> _Problem statement_:
Continue the passage on inherited human traits from the point where it stops.

Neuroscientists have nailed down the innate differences between men and women. Not in intelligence, or moral reasoning, but differences (e.g., emotions, pain tolerance, sexual attitudes) attributable to the influences of hormones, which in turn derive from the expression of genes on their different chromosomes (XX for women, XY for men).
Behavioral geneticists have found that the five major ways in which psychologists say personalities differ are heritable, with perhaps 40 to 50 per cent of the variation in a typical population tied to differences in their genes, hardly any of it attributable to family influences, with some 50 per cent of the variation unaccounted for. The five major traits can be easily remembered using the mnemonic “OCEAN”: Open to experience or incurious, Conscientious or undirected, Extrovert or introvert, Agreeable or antagonistic, Neurotic or stable.
Identical twins share many innate tendencies even though separated at birth and raised in very different environments. Siblings tend to differ greatly in personality even when raised in the same environment, but are more alike than non-siblings raised with them. A man is abusive because his father abused him? More likely the trait was inherited rather than learned.

> _Data to examine_:

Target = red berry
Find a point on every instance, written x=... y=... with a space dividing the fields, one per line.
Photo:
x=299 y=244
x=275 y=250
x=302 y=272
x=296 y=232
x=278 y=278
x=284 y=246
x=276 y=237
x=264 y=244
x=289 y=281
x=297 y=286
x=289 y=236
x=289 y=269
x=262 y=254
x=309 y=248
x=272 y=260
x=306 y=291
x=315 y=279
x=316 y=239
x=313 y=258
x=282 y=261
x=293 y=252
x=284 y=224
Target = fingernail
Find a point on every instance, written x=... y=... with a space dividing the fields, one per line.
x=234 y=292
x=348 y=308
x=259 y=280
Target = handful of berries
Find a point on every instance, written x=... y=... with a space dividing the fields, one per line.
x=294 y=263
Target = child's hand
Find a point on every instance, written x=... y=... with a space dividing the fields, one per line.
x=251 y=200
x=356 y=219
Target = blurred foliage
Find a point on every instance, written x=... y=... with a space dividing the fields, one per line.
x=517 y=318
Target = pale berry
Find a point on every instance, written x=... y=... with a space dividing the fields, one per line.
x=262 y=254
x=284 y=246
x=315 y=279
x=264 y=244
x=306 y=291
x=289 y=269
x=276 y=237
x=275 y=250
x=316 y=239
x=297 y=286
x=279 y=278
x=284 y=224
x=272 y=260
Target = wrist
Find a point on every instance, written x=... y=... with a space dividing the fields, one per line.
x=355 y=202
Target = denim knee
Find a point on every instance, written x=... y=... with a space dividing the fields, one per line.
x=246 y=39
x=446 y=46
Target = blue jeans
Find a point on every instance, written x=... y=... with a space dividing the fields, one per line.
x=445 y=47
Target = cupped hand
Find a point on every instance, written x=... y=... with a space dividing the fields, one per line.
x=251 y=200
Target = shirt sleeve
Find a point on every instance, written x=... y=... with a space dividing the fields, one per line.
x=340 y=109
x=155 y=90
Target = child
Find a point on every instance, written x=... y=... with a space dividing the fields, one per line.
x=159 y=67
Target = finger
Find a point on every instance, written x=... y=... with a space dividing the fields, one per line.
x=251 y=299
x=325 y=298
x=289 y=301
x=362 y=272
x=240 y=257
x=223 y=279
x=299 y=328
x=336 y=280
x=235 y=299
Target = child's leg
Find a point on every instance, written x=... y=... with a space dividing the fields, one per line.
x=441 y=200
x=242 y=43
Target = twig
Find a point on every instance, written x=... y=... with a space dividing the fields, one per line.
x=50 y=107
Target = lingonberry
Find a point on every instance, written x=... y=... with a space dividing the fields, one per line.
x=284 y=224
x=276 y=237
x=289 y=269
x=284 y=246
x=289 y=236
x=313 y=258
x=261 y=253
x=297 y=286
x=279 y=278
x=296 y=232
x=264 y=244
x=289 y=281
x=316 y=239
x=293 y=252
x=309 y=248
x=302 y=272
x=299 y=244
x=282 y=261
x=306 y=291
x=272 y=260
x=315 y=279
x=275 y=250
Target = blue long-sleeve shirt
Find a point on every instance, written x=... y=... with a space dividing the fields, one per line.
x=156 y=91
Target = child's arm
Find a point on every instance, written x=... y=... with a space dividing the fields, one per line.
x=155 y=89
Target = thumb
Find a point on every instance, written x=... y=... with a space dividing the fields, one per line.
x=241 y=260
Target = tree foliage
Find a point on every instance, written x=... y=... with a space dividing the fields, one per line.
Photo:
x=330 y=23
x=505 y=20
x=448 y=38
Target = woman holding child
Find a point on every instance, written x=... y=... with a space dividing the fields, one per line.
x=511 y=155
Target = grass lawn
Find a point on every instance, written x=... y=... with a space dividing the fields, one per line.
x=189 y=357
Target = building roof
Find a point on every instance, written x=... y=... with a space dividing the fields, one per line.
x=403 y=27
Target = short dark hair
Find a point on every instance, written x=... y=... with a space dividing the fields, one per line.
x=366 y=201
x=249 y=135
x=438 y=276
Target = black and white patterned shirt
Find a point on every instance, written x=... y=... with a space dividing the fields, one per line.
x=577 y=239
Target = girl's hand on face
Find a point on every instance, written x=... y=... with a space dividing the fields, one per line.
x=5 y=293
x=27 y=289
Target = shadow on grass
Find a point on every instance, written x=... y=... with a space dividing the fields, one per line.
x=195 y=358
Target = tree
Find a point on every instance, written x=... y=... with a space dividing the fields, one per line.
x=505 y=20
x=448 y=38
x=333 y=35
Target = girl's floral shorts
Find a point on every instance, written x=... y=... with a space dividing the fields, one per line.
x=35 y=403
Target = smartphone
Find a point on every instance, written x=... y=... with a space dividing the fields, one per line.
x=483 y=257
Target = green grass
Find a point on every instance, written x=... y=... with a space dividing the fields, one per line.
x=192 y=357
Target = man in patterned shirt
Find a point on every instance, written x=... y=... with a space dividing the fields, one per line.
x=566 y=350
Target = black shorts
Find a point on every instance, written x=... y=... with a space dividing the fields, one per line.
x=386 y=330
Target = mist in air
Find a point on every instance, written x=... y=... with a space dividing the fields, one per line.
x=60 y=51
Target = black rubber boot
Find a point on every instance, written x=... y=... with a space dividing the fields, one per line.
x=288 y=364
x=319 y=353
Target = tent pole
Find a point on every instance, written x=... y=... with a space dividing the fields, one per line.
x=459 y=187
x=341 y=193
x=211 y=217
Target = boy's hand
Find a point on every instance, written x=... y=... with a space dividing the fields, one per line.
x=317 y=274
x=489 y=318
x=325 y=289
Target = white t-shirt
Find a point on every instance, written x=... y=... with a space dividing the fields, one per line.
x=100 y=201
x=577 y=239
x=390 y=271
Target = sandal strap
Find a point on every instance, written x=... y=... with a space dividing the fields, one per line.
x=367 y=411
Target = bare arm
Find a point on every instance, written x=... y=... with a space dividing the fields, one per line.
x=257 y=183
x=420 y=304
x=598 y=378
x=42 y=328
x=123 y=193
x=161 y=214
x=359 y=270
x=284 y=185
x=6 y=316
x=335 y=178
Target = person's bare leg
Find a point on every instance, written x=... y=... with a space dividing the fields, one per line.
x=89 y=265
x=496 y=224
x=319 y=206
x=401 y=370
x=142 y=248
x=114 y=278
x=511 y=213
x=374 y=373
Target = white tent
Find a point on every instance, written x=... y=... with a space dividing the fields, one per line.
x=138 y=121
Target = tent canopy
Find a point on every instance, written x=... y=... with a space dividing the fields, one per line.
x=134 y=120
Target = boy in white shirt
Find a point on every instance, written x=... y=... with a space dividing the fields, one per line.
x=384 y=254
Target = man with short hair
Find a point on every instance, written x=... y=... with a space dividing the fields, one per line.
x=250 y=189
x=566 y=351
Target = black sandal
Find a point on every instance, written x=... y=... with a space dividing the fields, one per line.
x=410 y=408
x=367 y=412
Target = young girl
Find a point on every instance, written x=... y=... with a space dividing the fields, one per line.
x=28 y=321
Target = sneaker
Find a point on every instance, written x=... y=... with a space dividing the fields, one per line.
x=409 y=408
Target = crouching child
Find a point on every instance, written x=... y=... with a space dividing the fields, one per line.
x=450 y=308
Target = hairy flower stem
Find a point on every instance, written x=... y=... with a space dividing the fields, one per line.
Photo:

* * *

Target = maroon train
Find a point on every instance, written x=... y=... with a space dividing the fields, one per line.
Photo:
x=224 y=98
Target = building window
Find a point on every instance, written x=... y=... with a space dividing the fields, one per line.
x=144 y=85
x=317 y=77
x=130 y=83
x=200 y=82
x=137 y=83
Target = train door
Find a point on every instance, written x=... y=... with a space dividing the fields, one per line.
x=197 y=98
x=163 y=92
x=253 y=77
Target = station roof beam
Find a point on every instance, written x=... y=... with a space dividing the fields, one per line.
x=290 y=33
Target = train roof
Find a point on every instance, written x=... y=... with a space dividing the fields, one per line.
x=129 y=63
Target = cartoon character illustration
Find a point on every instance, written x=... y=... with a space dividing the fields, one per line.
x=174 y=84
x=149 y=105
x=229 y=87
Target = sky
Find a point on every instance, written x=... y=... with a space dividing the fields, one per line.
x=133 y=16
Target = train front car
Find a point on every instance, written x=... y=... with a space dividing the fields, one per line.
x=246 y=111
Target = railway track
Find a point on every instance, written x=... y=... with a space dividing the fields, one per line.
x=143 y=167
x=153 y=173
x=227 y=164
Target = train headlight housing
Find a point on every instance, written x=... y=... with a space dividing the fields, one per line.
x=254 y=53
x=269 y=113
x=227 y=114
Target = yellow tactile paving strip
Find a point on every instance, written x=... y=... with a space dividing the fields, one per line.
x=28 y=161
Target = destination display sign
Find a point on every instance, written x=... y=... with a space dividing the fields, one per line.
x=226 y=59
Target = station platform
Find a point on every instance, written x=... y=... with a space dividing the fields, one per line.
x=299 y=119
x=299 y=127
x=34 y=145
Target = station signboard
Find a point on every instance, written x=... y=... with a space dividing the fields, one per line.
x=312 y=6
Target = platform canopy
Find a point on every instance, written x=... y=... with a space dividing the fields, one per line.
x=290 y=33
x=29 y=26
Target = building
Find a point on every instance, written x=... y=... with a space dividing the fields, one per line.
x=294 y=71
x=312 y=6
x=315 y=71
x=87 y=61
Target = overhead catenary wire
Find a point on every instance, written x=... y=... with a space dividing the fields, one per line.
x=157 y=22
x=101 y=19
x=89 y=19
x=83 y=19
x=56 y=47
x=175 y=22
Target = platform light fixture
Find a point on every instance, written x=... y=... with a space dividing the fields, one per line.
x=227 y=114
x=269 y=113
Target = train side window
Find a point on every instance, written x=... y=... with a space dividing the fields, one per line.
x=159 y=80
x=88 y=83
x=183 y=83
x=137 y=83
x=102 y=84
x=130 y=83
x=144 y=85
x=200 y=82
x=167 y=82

--

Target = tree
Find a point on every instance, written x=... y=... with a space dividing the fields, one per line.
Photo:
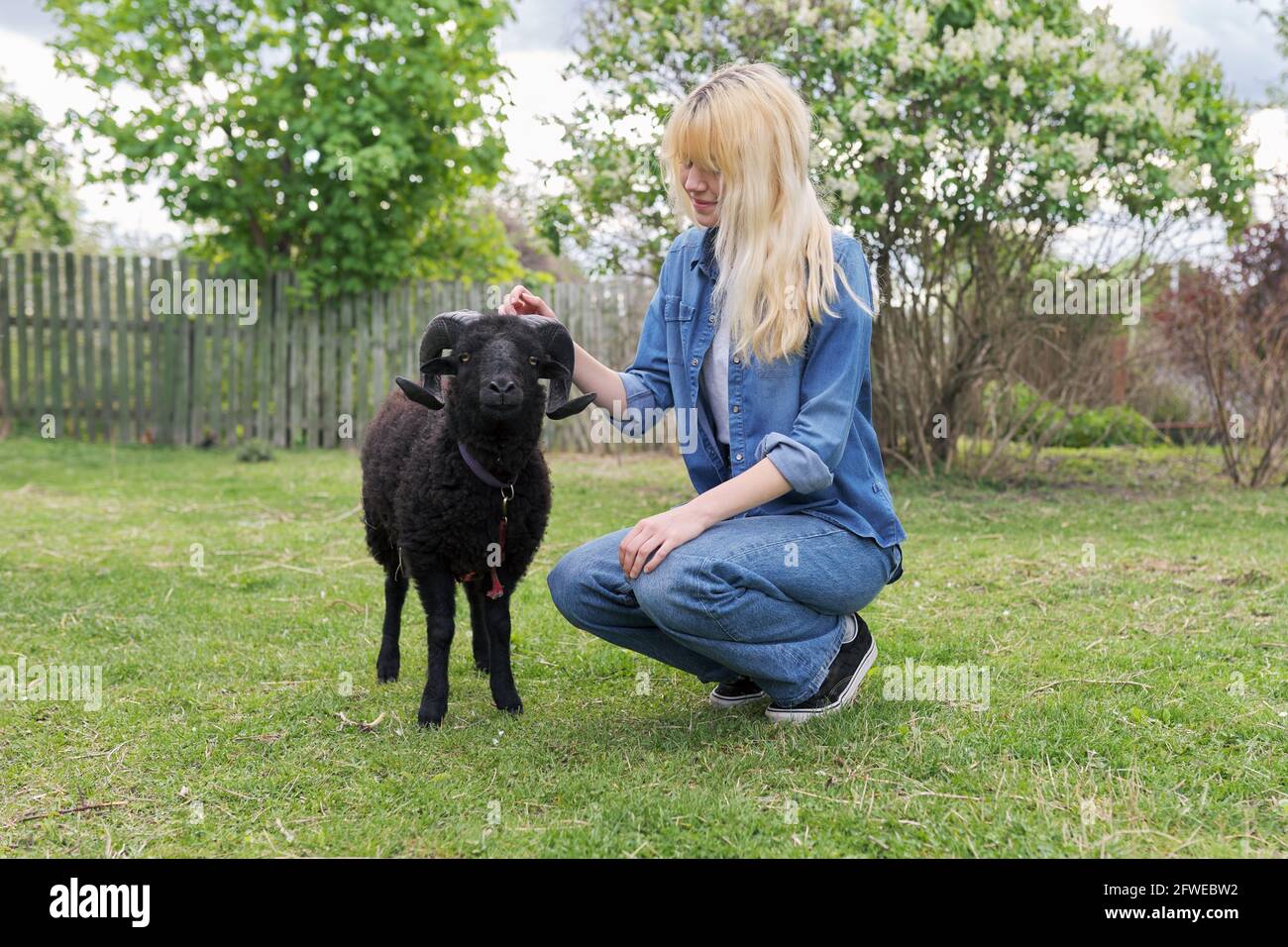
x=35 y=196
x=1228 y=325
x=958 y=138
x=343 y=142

> _Your response_:
All this new knowledge is rejected by those who can’t abandon their cherished beliefs, often because of four major fears:
(1) The fear of inequality, that recognizing innate differences in humans leads to discrimination and injustice. However, just because people are born different does not justify treating them unequally. Male and female brains are now known to differ, but that should play no role in career assignments, which should instead be career choices, with merit-based success. Gender feminists deny any physical difference, while equity feminists correctly accept it while struggling for equality of opportunity.
(2) The fear of imperfectibility, that people who are born imperfect must remain so. While born psychopaths are unlikely to become saintly, undesirable traits can usually be modified or controlled sufficiently well to satisfy society’s demands. The naturalist fallacy says that whatever happens in nature is good, while the moralist fallacy says that if a trait is moral it must be found in nature. As Katherine Hepburn said to Humphrey Bogart in The African Queen, “Mr. Allnut, nature is what we are put in this world to rise above.”
(3) The fear of determinism, that deep down we are not responsible for, or in control of, our life choices. Inheriting tendencies does not mean we cannot be held responsible, with consequent discouragement, for undesirable behaviors. We do have free will. It is the individual, not society, who must be corrected.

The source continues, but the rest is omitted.